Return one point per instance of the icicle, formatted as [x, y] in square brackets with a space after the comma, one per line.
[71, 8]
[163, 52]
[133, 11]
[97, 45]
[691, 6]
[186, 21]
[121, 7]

- _Exercise aim_:
Express every line of the records above as a JSON list of strings, one string per line, leaving out any blank lines.

- _Task answer_:
[
  "Return one point per instance of the icicle, formatted as [x, y] in square brackets with a space after the comma, one per line.",
  "[71, 8]",
  "[163, 52]",
  "[133, 11]",
  "[97, 45]",
  "[691, 6]",
  "[186, 21]",
  "[121, 7]"
]